Pull out each line in the listing below that contains the word "hand", and copy those lines in the order they appear.

[Annotation data for object locations]
__________
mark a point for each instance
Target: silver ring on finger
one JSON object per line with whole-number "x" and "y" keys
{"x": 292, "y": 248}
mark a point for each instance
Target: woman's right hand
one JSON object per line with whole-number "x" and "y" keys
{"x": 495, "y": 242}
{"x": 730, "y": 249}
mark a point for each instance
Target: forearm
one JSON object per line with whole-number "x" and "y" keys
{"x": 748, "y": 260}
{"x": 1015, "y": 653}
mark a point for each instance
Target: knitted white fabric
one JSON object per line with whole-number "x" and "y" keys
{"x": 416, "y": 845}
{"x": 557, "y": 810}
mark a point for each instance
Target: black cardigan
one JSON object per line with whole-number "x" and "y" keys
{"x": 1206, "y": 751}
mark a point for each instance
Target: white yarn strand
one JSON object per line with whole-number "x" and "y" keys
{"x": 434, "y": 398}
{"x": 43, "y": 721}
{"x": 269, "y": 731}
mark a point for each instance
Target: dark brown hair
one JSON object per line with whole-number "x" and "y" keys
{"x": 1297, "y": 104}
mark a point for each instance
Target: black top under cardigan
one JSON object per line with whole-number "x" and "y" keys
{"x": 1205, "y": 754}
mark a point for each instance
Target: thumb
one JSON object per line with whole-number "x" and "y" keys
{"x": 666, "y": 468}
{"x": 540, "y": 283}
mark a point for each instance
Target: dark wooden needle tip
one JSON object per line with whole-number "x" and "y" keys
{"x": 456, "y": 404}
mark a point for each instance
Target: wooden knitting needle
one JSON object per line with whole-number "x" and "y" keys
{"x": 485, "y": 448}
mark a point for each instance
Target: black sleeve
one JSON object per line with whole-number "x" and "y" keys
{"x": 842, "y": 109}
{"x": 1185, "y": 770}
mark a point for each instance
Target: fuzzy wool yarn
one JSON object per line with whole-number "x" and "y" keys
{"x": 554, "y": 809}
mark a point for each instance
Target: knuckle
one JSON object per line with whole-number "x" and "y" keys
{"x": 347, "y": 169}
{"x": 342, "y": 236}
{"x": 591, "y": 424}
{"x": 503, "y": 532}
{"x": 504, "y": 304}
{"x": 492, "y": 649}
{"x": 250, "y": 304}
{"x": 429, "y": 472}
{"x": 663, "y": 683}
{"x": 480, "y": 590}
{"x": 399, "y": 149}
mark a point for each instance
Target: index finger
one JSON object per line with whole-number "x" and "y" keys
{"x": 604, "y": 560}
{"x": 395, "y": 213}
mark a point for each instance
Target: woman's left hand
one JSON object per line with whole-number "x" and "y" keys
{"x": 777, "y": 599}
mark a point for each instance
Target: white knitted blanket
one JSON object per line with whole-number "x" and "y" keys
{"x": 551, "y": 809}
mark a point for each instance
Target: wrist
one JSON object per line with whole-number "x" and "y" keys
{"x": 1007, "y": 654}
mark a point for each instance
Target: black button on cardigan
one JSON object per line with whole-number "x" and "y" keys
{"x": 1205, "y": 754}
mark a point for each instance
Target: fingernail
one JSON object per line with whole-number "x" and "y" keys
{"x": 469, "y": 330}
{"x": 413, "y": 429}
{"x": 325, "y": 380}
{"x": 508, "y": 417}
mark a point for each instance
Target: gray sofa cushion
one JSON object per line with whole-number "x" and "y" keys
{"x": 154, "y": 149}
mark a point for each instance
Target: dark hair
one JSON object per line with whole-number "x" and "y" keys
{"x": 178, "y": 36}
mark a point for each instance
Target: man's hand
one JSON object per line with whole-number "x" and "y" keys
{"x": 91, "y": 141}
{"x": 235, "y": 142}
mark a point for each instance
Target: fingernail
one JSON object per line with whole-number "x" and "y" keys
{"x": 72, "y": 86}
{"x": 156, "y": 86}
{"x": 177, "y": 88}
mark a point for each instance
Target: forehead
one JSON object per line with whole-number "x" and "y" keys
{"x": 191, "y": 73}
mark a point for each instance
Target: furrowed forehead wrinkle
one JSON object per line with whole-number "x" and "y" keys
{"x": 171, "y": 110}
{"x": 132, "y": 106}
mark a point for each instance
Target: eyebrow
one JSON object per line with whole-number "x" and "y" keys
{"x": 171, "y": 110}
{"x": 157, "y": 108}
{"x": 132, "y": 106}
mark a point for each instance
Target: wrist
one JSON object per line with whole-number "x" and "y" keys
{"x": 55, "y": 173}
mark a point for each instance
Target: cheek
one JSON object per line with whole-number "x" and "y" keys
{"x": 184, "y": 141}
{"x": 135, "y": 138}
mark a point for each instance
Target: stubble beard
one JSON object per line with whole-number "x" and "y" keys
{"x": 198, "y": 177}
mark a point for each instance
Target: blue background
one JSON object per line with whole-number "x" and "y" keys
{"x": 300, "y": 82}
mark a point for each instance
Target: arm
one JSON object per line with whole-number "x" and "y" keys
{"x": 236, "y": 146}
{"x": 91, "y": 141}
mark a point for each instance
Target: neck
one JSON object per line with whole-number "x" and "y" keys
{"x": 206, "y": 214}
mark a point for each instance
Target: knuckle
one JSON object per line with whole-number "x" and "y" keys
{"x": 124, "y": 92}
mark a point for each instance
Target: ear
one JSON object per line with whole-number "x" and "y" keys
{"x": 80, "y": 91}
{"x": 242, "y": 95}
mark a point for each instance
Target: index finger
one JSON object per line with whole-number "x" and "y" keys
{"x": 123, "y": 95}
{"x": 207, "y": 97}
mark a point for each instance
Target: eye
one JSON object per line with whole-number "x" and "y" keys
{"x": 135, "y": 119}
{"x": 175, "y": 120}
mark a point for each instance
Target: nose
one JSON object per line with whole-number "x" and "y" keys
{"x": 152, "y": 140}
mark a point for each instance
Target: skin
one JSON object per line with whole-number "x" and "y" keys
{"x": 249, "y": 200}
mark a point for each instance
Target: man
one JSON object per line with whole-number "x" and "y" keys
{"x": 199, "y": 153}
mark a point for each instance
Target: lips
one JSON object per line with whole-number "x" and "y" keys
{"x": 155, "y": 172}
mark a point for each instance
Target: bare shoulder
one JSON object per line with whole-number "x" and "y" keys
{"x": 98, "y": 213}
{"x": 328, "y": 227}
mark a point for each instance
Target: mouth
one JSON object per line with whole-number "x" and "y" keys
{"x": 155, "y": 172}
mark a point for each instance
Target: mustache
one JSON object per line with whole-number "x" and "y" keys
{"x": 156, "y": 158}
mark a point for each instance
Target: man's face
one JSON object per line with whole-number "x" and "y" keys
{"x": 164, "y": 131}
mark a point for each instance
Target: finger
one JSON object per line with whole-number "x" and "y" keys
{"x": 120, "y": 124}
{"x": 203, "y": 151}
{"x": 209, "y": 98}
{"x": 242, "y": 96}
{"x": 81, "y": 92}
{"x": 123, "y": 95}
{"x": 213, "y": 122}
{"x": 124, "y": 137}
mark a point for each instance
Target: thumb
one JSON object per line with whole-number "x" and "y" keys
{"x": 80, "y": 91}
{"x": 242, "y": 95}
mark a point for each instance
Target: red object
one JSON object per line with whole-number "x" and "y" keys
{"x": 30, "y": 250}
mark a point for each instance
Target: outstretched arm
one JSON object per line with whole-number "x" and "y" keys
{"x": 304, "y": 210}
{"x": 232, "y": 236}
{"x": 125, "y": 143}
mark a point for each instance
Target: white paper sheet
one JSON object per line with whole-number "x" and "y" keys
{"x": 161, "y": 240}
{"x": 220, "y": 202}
__________
**ANSWER TO THIS EXERCISE**:
Target: woman's right hand
Target: woman's left hand
Target: man's hand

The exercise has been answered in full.